__What to work on__
**a.** List the other bone disorders, besides OI, that the OI clinic text names as treated.
**b.** According to the OI clinic text, from what age to what age can patients be enrolled in the Metabolic Bone Data Registry study?
**c.** Print the stretch of the OI clinic text from "Please use these" through "comfortable for you.".

__Text provided__
------------------------------------

Other Bone Disorders We Treat
In addition to treating patients with OI, we see patients for a number of other bone disorders, such as:
- Hypophosphatemic rickets: A hereditary form of rickets, which is the softening and weakening of bones in patients who are not yet skeletally mature.
- Pediatric or juvenile osteoporosis: A progressive condition marked by the loss of bone density or insufficient bone formation, weakening the bones and making them more susceptible to breaks.
- Hypophosphatasia (HPP): A hereditary bone disorder that affects the development of bones and teeth. As your child grows, they might notice increased fractures, bone pain, and early tooth loss. In very severe cases, HPP can be fatal shortly after birth.
Each child with OI is unique – not only as an individual but also in diagnosis. We take a highly-personalized approach to patient care.
Your child’s treatment plan will be created and adjusted just for them, based on factors such as their pain and fracture potential, age, growth, dietary needs, and financial, mental health, or behavioral concerns.
We also offer one of the most advanced, active programs in the nation children with moderate to severe OI. Our advanced treatment regimen typically includes a combination of bone-strengthening medications, followed by the surgical insertion of growing rods. This offers the greatest promise for improved comfort, growth, and development.
Often, this surgery is minimally invasive — the rods are inserted through a few tiny cuts, rather than large incisions. In many cases, this can be done without a child needing a cast after surgery.
Our pediatric orthopedic surgeon, Dr. Paul Esposito, received personal training from co-inventor of the rods, Francois Fassier, M.D., of Montreal and is often consulted by pediatric orthopedic surgeons across the country.
Research is an important and growing area within Children’s OI Clinic. We are dedicated to finding the latest and best treatment available for pediatric patients.
When your child receives treatment at the Clinic, you may be asked to participate in research studies from time to time. Your child will never be included in research without your consent.
Children’s OI Clinic is part of The Brittle Bone Disorders Consortium, part of the National Institute of Health’s Rare Diseases Clinical Research Network. The consortium is a multi-centered program that focuses on understanding and providing better treatment options for all types of OI.
In addition to our work with the Brittle Bone Disorders Consortium, the Metabolic Bone & Osteogenesis Imperfecta Clinic at Children’s is part of the Metabolic Bone Data Registry study. We collect data on all growing rod surgeries, current medical therapy for patients with OI (pamidronate or other bisphosphonate therapies), quality of life surveys, physical functioning surveys, and more. Patients can be enrolled from birth to age 18 for this study.
Even though there is still a long way to go before we find a cure for OI, OI research being conducted at our clinic will have a more immediate impact upon treatment protocols for the disorder.
Please use these additional resources, tools, and guides to assist and offer insight as we work together to treat and manage your child’s OI.
Our staff includes a multidisciplinary team of healthcare professionals trained and experienced in treating and managing children with OI, working together in one location to make the care process more convenient and comfortable for you.

------------------------------------

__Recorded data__
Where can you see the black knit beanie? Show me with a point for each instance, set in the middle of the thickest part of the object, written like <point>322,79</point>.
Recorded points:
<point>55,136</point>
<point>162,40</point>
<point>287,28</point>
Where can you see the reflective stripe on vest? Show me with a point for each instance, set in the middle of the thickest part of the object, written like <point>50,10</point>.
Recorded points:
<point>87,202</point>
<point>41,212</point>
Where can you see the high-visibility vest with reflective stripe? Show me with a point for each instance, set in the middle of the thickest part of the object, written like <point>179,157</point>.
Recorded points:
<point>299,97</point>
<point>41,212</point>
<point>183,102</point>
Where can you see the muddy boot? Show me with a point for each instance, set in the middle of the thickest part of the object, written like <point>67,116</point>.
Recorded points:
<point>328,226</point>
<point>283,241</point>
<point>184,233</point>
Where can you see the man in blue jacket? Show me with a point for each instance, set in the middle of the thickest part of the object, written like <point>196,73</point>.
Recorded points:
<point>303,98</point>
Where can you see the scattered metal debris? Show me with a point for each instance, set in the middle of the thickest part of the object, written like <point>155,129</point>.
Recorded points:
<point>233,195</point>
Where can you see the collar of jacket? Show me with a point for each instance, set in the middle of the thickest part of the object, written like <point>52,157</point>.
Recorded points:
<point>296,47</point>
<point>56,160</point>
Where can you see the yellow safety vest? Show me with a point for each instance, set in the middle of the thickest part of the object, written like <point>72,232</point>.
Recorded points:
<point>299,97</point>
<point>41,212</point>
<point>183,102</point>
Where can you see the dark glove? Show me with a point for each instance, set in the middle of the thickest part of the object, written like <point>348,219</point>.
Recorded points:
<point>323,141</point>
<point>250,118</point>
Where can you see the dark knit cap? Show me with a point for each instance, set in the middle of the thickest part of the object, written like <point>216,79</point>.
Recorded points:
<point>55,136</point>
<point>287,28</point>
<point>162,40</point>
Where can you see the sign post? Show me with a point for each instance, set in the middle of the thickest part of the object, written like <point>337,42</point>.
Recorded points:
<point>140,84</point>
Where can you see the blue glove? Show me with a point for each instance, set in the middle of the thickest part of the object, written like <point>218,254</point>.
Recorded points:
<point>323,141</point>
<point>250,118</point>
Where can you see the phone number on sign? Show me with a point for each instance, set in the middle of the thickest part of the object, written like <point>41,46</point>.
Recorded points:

------------------------------------

__Expected outputs__
**a.**
- Hypophosphatemic rickets
- Pediatric or juvenile osteoporosis
- Hypophosphatasia (HPP)

**b.** From birth to age 18.

**c.**
Please use these additional resources, tools, and guides to assist and offer insight as we work together to treat and manage your child’s OI.
Our staff includes a multidisciplinary team of healthcare professionals trained and experienced in treating and managing children with OI, working together in one location to make the care process more convenient and comfortable for you.